• Estratto del testo:
Il possesso di autovetture di grossa cilindrata può far presumere all’Agenzia delle Entrate un maggior reddito non dichiarato. Al contribuente l’onere di provare che le entrate presunte dal redditometro non esistono o esistono in misura inferiore. E’ quanto affermato dalla Corte di cassazione con la sentenza n. 18604 del 29 ottobre.

Il fatto
A seguito di accertamento sintetico, l’Agenzia delle Entrate aveva quantificato in capo al contribuente un maggior reddito rispetto a quello dichiarato, desunto dall’acquisto di un certo numero di azioni e dalla disponibilità di tre autovetture di grossa cilindrata.
Tuttavia, la Commissione tributaria provinciale, con sentenza confermata dai giudici di appello, aveva accolto il ricorso del contribuente contro l’avviso di accertamento notificatogli. In particolare, i giudici di merito avevano affermato che l’Ufficio finanziario non era riuscito a dimostrare, gravando sullo stesso l’onere probatorio, perchè le spese sostenute per l’acquisto delle azioni e il mantenimento delle autovetture dovessero ritenersi eccessive rispetto al reddito dichiarato dal ricorrente. Inoltre, la produzione di documenti, fatta a tal fine per la prima volta in appello, doveva considerarsi tardiva e inammissibile.

Il ricorso per cassazione
Contro la sentenza della Ctr, l’Agenzia delle Entrate ricorre in Cassazione, lamentando, in primo luogo, la violazione dell’articolo 38 del Dpr 600/1973, in quanto i giudici di merito avevano, di fatto, imposto all’erario un onere della prova riferito a fatti diversi e ulteriori rispetto a quelli individuati nei coefficienti presuntivi di reddito posti a fondamento dell’accertamento sintetico, coefficienti costituiti esclusivamente dalla disponibilità delle autovetture.
In secondo luogo, l’ufficio aveva lamentato la violazione dell’articolo 58, comma 2, del Dlgs 546/1992, che riconosce alle parti la facoltà di produrre nuovi documenti in appello.
La Commissione tributaria regionale, infatti, non aveva consentito la valutazione di tali documenti (la copia di due interrogazioni del sistema informativo dell’Anagrafe tributaria da cui risultava l’acquisto delle azioni da parte del contribuente), nonostante fossero decisivi.

La decisione
Con la sentenza 18604/2012, la Suprema corte ha accolto il ricorso dell’Agenzia delle Entrate e rinviato la causa alla Commissione tributaria regionale in diversa composizione.

• Cosa produrre: Per favore, trascrivi parola per parola il passo del testo sulla sentenza della Cassazione che si apre con le parole contenenti «Tuttavia, la Commissione» e si chiude con «tardiva e inammissibile.». Le voci non sono necessarie.

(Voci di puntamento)
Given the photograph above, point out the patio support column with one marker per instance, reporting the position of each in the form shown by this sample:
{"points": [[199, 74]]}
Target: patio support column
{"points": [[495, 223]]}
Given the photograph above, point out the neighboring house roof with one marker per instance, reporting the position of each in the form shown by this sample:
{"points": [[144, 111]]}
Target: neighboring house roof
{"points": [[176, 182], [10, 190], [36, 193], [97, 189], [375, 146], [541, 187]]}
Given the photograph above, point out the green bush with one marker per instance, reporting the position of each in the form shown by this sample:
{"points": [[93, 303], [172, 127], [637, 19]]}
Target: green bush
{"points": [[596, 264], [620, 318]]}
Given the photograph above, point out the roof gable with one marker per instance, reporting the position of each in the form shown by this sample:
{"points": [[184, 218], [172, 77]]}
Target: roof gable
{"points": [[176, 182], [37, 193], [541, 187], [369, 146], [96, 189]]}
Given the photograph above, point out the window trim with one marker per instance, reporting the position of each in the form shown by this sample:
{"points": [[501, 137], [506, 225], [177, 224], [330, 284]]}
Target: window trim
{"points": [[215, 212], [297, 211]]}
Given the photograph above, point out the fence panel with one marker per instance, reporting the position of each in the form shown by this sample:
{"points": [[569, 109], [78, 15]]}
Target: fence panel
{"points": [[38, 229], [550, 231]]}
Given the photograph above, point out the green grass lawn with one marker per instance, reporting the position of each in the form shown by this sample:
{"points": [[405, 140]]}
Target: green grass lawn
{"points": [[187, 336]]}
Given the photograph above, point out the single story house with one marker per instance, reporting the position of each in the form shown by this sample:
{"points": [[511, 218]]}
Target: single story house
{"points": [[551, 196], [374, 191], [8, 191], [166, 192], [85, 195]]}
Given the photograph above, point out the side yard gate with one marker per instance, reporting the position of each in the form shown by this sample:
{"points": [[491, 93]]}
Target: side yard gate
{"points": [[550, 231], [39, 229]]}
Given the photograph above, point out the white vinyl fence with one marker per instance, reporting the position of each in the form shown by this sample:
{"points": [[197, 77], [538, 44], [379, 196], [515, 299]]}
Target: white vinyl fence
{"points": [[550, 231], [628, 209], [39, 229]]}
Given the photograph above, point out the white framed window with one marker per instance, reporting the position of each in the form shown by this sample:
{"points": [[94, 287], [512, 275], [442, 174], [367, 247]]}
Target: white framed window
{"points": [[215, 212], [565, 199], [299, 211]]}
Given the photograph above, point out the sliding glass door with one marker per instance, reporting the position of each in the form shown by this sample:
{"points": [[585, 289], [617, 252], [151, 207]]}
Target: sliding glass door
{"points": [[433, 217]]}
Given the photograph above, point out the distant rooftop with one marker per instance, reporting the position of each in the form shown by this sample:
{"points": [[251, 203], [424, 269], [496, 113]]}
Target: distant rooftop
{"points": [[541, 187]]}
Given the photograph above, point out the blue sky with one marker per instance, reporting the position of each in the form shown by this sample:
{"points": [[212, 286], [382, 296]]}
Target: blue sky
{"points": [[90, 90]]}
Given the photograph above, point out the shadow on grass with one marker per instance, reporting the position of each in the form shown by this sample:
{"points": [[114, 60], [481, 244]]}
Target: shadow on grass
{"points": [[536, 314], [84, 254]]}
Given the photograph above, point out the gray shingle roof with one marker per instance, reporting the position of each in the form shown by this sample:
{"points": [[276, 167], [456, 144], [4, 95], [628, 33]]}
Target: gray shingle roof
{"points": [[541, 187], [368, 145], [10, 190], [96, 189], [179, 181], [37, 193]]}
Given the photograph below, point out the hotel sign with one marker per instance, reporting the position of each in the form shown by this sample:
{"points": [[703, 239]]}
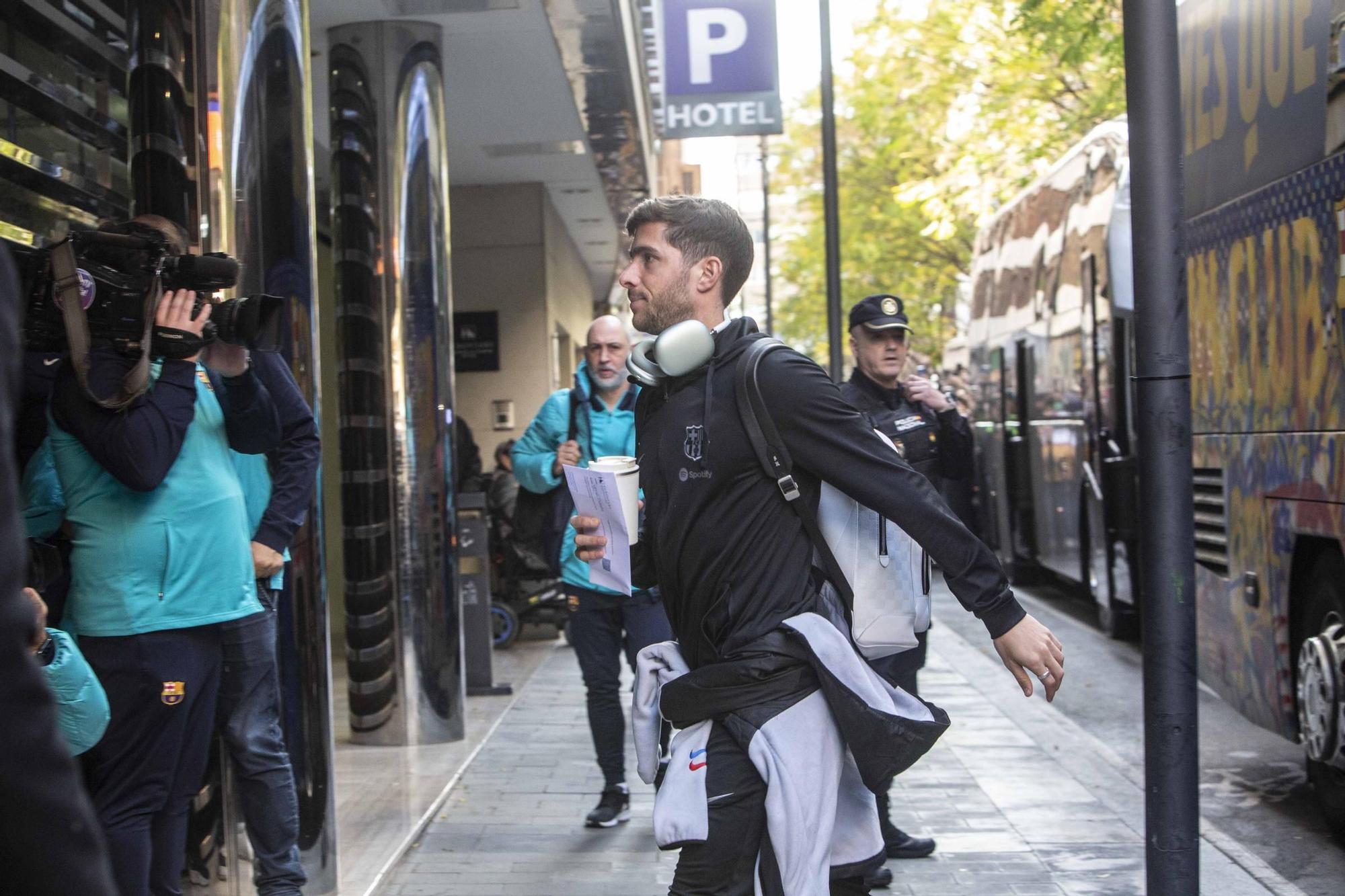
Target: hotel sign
{"points": [[722, 69]]}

• Risposta:
Tuttavia, la Commissione tributaria provinciale, con sentenza confermata dai giudici di appello, aveva accolto il ricorso del contribuente contro l’avviso di accertamento notificatogli. In particolare, i giudici di merito avevano affermato che l’Ufficio finanziario non era riuscito a dimostrare, gravando sullo stesso l’onere probatorio, perchè le spese sostenute per l’acquisto delle azioni e il mantenimento delle autovetture dovessero ritenersi eccessive rispetto al reddito dichiarato dal ricorrente. Inoltre, la produzione di documenti, fatta a tal fine per la prima volta in appello, doveva considerarsi tardiva e inammissibile.